● What is being asked
Quote the entries word for word. Omit the pictures.

* begin *

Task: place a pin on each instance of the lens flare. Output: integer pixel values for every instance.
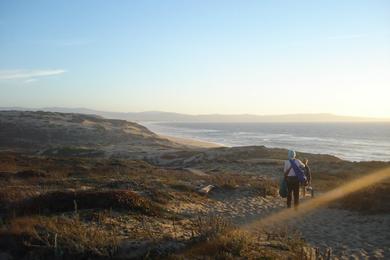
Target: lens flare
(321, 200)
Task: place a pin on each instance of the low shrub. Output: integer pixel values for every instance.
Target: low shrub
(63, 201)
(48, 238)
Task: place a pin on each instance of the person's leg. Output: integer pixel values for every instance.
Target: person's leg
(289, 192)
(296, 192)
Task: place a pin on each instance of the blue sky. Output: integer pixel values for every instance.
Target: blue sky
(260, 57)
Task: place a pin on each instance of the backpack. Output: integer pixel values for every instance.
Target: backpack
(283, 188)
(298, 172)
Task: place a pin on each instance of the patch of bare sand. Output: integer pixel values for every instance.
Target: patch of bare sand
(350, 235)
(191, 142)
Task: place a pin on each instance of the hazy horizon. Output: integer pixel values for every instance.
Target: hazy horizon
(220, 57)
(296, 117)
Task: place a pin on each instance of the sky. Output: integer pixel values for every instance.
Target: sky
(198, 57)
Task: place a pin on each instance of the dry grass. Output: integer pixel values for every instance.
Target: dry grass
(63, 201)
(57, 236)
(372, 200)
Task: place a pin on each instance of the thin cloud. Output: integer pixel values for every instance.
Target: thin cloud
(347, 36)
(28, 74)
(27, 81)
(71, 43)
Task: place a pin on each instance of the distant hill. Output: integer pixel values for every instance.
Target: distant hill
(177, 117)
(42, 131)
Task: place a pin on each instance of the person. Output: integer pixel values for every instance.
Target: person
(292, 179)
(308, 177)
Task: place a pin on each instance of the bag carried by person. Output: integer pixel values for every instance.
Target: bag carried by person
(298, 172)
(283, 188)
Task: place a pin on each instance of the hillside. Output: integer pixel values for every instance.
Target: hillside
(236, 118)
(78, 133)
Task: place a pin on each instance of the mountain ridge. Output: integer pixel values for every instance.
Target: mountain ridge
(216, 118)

* end *

● Task answer
Task: place a pin on each instance of the lens flare. Output: integer pixel values for every instance.
Target: lens flare
(321, 200)
Task: place a pin on each instance of the low shrub. Output: integer pixel values for every instance.
Target: low shrub
(63, 201)
(48, 238)
Task: place a pin on each instance of the person's leg. Output: integer pixel values for every instance.
Target: person's leg
(289, 192)
(296, 192)
Task: place a pin on each instance of the blue sky. Output: integer pixel values for every instance.
Target: blue sky
(260, 57)
Task: place a pin on each instance of the backpack. Output: integer pixel values for every instance.
Target: backpack
(283, 188)
(298, 172)
Task: place a pin on each instance of the patch of bare sand. Output: integer pixel values for every instance.
Target: patch of bare sand
(350, 235)
(191, 142)
Task: place a pin on each instance of the hazy horizon. Output: integer pixel values for every instance.
Target: hazy horizon
(220, 57)
(296, 117)
Task: place a pin on each instance of the sky. Output: integer pixel values for every instance.
Target: sky
(198, 57)
Task: place a pin on each instance of the dry grass. Output: integer pixel values for every instance.
Target: dry grass
(63, 201)
(57, 236)
(372, 200)
Task: place a pin on each instance of the thin cloud. Output: integer pixel values for every instance.
Target: thin cloud
(347, 36)
(28, 74)
(27, 81)
(71, 43)
Task: place a pin on each instance of the distant hill. Output: integer pixel values for every instance.
Target: distant hill
(177, 117)
(42, 131)
Task: place a pin on each instance of the person. Output: integer pixel values for every instance.
Target: person
(292, 179)
(308, 177)
Task: place a pin on each instance of the bag carried by person. Output: integer pixel values for every instance.
Target: bag carried by person
(298, 172)
(283, 188)
Task: place a pin on each instance of the hillside. Output: integer pixel values for every instance.
Target: hillside
(236, 118)
(78, 133)
Task: place a pin on each instance of the mountain ridge. Output: integer pixel values for every instance.
Target: mountain ridge
(216, 118)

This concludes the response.